EXERCISE
Can you reproduce every one of the lines below word for word, without changing anything?
** start INPUT RECORDS **
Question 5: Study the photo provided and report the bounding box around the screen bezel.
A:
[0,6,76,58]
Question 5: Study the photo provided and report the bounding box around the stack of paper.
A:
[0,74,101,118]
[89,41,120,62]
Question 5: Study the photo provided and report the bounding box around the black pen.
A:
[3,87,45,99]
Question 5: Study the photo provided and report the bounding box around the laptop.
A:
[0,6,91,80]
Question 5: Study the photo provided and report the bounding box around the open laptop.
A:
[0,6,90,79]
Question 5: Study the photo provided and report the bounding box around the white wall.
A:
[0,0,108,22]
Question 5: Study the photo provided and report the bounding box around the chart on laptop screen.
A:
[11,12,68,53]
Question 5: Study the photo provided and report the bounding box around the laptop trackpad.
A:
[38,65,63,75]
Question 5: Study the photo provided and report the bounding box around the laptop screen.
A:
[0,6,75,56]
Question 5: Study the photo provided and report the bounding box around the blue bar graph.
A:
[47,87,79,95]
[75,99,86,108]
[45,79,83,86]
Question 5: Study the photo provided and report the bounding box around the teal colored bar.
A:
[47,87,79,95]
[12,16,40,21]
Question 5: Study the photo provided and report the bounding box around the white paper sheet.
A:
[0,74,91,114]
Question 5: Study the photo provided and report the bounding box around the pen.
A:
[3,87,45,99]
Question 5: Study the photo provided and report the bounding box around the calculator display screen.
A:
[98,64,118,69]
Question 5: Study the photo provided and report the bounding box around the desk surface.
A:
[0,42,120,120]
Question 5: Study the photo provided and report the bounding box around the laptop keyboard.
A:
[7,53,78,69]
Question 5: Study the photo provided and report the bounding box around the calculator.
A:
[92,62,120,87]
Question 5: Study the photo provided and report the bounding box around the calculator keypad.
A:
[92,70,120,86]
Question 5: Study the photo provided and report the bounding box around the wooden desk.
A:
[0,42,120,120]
** end INPUT RECORDS **
FINAL RESULT
Question 5: Study the photo provided and report the bounding box around the screen bezel.
A:
[0,6,76,58]
Question 5: Study the photo provided and report the bounding box around the stack of paper.
A:
[0,74,101,118]
[89,41,120,62]
Question 5: Study the photo provided and report the bounding box around the black pen.
A:
[3,87,45,99]
Question 5: Study the photo provided and report the bounding box around the laptop.
A:
[0,6,91,80]
Question 5: Study the photo provided and report the bounding box around the open laptop.
A:
[0,6,90,79]
Question 5: Study the photo provided and report the bounding box around the white wall.
A:
[0,0,108,22]
Question 5: Study the photo provided and report the bounding box around the chart on laptop screen.
A:
[11,12,68,53]
Question 5: Study the photo provided and report the bounding box around the laptop trackpad.
A:
[38,65,63,75]
Question 5: Study the photo provided and report the bounding box around the laptop screen.
A:
[0,6,75,56]
Question 5: Study the photo provided and report the bounding box around the blue bar graph.
A:
[47,87,79,95]
[75,99,86,108]
[45,79,83,86]
Question 5: Study the photo provided and report the bounding box around the teal colored bar.
A:
[47,87,79,95]
[12,16,40,21]
Question 5: Study the photo provided and report the bounding box around the white paper sheet.
A:
[0,74,91,114]
Question 5: Study the photo provided and report the bounding box around the pen.
A:
[3,87,45,99]
Question 5: Study the photo provided and report the bounding box around the calculator display screen.
A:
[98,64,118,69]
Question 5: Study the photo provided and report the bounding box around the desk surface.
A:
[0,42,120,120]
Question 5: Study the photo provided and report the bounding box around the laptop keyboard.
A:
[7,53,78,69]
Question 5: Study the photo provided and report the bounding box around the calculator.
A:
[92,62,120,87]
Question 5: Study the photo provided and report the bounding box around the calculator keypad.
A:
[92,70,120,86]
Question 5: Study the photo provided and report the bounding box around the wooden desk.
A:
[0,42,120,120]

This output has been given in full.